> [Exercise instructions]:
Please update the entries below by replacing every "even-odd rule" with "nonzero winding rule", leaving everything else unchanged.

***** Data shown

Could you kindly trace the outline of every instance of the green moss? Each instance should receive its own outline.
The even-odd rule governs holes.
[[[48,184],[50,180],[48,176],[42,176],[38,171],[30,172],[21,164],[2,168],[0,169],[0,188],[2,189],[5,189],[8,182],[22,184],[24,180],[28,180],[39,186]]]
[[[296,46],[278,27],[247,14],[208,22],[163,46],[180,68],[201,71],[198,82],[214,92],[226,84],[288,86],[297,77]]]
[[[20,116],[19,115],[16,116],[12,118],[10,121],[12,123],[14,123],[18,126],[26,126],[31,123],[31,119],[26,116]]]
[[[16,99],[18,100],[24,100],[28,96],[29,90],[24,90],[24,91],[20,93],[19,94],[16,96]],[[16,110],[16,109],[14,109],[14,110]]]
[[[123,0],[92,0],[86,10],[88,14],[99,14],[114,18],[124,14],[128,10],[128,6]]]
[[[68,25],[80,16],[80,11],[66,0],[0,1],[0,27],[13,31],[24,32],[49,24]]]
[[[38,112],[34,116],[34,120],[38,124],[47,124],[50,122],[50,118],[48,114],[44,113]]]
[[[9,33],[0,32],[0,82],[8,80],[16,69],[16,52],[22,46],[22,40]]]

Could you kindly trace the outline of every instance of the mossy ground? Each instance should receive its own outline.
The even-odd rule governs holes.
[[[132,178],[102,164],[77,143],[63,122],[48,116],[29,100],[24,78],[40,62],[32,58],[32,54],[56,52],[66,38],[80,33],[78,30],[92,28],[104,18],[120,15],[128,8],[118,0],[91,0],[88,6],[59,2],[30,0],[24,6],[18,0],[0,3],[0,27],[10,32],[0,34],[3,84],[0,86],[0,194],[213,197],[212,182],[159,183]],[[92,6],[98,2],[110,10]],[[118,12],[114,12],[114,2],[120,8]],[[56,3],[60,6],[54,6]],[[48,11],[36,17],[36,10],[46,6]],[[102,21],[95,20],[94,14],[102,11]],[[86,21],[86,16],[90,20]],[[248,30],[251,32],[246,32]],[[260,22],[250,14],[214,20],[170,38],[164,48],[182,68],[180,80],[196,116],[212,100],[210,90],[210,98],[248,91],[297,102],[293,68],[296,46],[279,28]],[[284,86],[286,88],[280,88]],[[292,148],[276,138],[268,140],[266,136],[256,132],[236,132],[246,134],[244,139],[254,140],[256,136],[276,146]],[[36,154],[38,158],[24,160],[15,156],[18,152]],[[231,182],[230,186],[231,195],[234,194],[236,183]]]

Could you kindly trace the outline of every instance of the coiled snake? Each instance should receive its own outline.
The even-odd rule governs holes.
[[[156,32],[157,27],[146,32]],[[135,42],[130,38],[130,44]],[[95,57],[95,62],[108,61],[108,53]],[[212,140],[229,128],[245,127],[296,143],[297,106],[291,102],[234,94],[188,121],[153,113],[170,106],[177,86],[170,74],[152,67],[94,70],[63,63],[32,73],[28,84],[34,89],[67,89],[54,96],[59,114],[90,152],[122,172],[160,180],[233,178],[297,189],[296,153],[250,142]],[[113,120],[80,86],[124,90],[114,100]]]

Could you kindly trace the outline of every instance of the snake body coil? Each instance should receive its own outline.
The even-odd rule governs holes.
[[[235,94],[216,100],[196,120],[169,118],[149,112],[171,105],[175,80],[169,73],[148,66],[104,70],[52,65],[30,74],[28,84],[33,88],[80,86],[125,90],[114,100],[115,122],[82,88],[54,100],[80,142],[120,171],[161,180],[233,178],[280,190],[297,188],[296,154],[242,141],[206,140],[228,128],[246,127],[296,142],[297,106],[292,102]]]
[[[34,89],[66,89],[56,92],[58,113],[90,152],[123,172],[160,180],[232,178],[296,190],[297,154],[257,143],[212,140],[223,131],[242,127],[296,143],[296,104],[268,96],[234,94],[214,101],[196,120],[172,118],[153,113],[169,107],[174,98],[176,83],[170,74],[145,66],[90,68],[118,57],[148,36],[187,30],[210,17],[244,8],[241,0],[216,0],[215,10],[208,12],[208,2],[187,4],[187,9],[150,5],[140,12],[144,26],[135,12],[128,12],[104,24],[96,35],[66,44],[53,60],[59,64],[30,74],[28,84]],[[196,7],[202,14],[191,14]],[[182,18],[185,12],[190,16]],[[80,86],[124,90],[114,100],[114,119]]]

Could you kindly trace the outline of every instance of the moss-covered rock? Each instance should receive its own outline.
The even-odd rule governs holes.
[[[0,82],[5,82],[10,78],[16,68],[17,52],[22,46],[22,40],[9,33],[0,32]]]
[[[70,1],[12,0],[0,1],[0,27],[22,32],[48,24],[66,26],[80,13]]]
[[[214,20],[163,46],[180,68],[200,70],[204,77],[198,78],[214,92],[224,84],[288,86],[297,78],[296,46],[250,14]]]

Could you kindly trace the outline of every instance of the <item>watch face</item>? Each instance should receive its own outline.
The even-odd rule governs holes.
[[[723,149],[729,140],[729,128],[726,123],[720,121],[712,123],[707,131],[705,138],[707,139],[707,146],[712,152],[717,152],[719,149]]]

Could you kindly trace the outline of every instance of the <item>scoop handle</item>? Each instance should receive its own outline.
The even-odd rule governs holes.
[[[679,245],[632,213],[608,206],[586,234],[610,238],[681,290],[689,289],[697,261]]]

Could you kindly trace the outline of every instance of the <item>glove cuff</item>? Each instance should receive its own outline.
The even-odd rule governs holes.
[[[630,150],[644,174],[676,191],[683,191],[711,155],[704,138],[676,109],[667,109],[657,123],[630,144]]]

**********

> [Result of this exercise]:
Could you kindly trace the outline of every instance of the green moss? Each instance should receive its own outline.
The nonzero winding rule governs holes.
[[[48,184],[50,180],[48,176],[42,176],[38,171],[30,172],[21,164],[2,168],[0,169],[0,188],[2,189],[5,189],[8,182],[22,184],[24,180],[28,180],[39,186]]]
[[[296,46],[278,27],[247,14],[208,22],[163,46],[180,68],[201,71],[198,82],[214,92],[226,84],[288,86],[297,77]]]
[[[20,116],[19,115],[16,116],[12,118],[10,121],[12,123],[14,123],[18,126],[26,126],[31,123],[31,119],[26,116]]]
[[[16,99],[18,100],[24,100],[28,96],[29,90],[24,90],[24,91],[20,93],[19,94],[16,96]],[[16,110],[16,109],[14,109],[14,110]]]
[[[123,0],[92,0],[86,10],[88,14],[99,14],[114,18],[124,14],[128,10],[128,6]]]
[[[68,25],[80,16],[80,11],[66,0],[0,1],[0,27],[13,31],[24,32],[49,24]]]
[[[38,112],[34,116],[34,120],[38,124],[47,124],[50,122],[50,118],[48,114],[44,113]]]
[[[9,33],[0,32],[0,82],[8,80],[16,69],[16,52],[22,46],[22,40]]]

Could you kindly trace the outline of every instance of the mossy ground? Each instance should receive its own outline.
The nonzero winding rule governs holes.
[[[132,178],[102,164],[77,143],[63,122],[48,116],[29,100],[24,78],[40,62],[32,58],[32,54],[56,52],[66,38],[80,33],[78,30],[92,28],[104,18],[120,15],[128,8],[118,0],[91,0],[88,6],[59,2],[30,0],[24,6],[18,0],[0,3],[0,27],[10,32],[0,34],[3,84],[0,86],[0,194],[213,197],[212,182],[159,183]],[[92,6],[98,2],[110,10]],[[118,12],[114,12],[114,2],[120,8]],[[56,3],[60,6],[54,6]],[[48,11],[36,17],[36,10],[46,6]],[[102,21],[95,20],[94,14],[102,11]],[[86,21],[86,16],[90,20]],[[248,30],[251,32],[246,32]],[[260,22],[250,14],[214,20],[170,38],[164,48],[182,68],[180,80],[196,116],[212,100],[210,90],[210,98],[248,91],[297,102],[293,68],[296,46],[279,28]],[[284,86],[286,88],[280,88]],[[292,148],[276,138],[268,140],[266,136],[256,132],[236,132],[246,134],[244,139],[254,140],[256,136],[276,146]],[[36,154],[38,158],[24,160],[15,156],[18,152]],[[231,182],[230,186],[231,195],[234,194],[236,183]]]

Could you kindly trace the outline of every instance of the coiled snake? Each instance should receive its own outline.
The nonzero winding rule governs holes.
[[[156,32],[157,27],[146,32]],[[135,42],[130,38],[130,44]],[[95,57],[95,62],[108,61],[108,53]],[[212,140],[229,128],[245,127],[296,143],[297,106],[291,102],[234,94],[188,121],[153,113],[170,106],[177,86],[170,74],[152,67],[94,70],[63,63],[32,73],[28,84],[34,89],[67,89],[54,96],[59,114],[90,152],[122,172],[160,180],[233,178],[297,189],[296,153],[250,142]],[[113,120],[80,86],[124,90],[114,100]]]

Could you kindly trace the outline of every instance of the snake body coil? Each instance should receive its own outline.
The nonzero winding rule governs holes.
[[[235,94],[216,100],[196,120],[169,118],[149,112],[171,105],[175,80],[169,73],[148,66],[104,70],[52,65],[30,74],[28,84],[33,88],[80,86],[125,90],[114,100],[115,122],[82,88],[54,100],[80,142],[120,171],[161,180],[233,178],[280,190],[297,188],[296,154],[242,141],[206,140],[228,128],[246,127],[296,142],[297,106],[292,102]]]
[[[34,89],[66,89],[56,92],[58,113],[90,152],[123,172],[160,180],[232,178],[296,190],[297,154],[257,143],[212,140],[223,131],[242,127],[296,143],[296,104],[268,96],[234,94],[214,101],[196,120],[172,118],[153,113],[169,107],[174,98],[176,83],[170,74],[145,66],[90,68],[118,57],[148,36],[187,30],[210,17],[244,8],[241,0],[216,0],[215,10],[208,12],[208,2],[187,4],[187,9],[150,5],[140,12],[144,26],[135,12],[128,12],[104,24],[96,35],[66,44],[53,60],[59,64],[30,74],[28,84]],[[196,7],[202,14],[191,14]],[[182,18],[185,12],[190,16]],[[80,86],[124,90],[114,100],[114,119]]]

Could you kindly trace the outline of every instance of the moss-covered rock? Each instance should receive its own outline.
The nonzero winding rule governs holes.
[[[0,82],[5,82],[10,78],[16,68],[17,52],[22,46],[22,40],[9,33],[0,32]]]
[[[70,1],[12,0],[0,1],[0,27],[22,32],[48,24],[66,26],[80,13]]]
[[[214,20],[163,46],[180,68],[200,70],[204,77],[198,78],[214,92],[224,84],[288,86],[297,78],[296,46],[250,14]]]

Could you kindly trace the outline of every instance of the <item>watch face</item>? Each instance should receive its own outline.
The nonzero winding rule governs holes.
[[[723,149],[729,140],[729,128],[726,123],[720,121],[712,123],[707,131],[705,138],[707,139],[707,146],[712,152],[717,152],[719,149]]]

Could you kindly trace the outline of every instance of the <item>scoop handle</item>? Each instance should receive its own outline.
The nonzero winding rule governs holes.
[[[679,245],[632,213],[608,206],[586,234],[610,238],[681,290],[689,289],[697,261]]]

Could you kindly trace the outline of every instance of the <item>glove cuff</item>? Each instance should receive its own outline.
The nonzero winding rule governs holes.
[[[630,150],[644,174],[676,191],[683,191],[711,155],[704,138],[676,109],[667,109],[657,123],[630,144]]]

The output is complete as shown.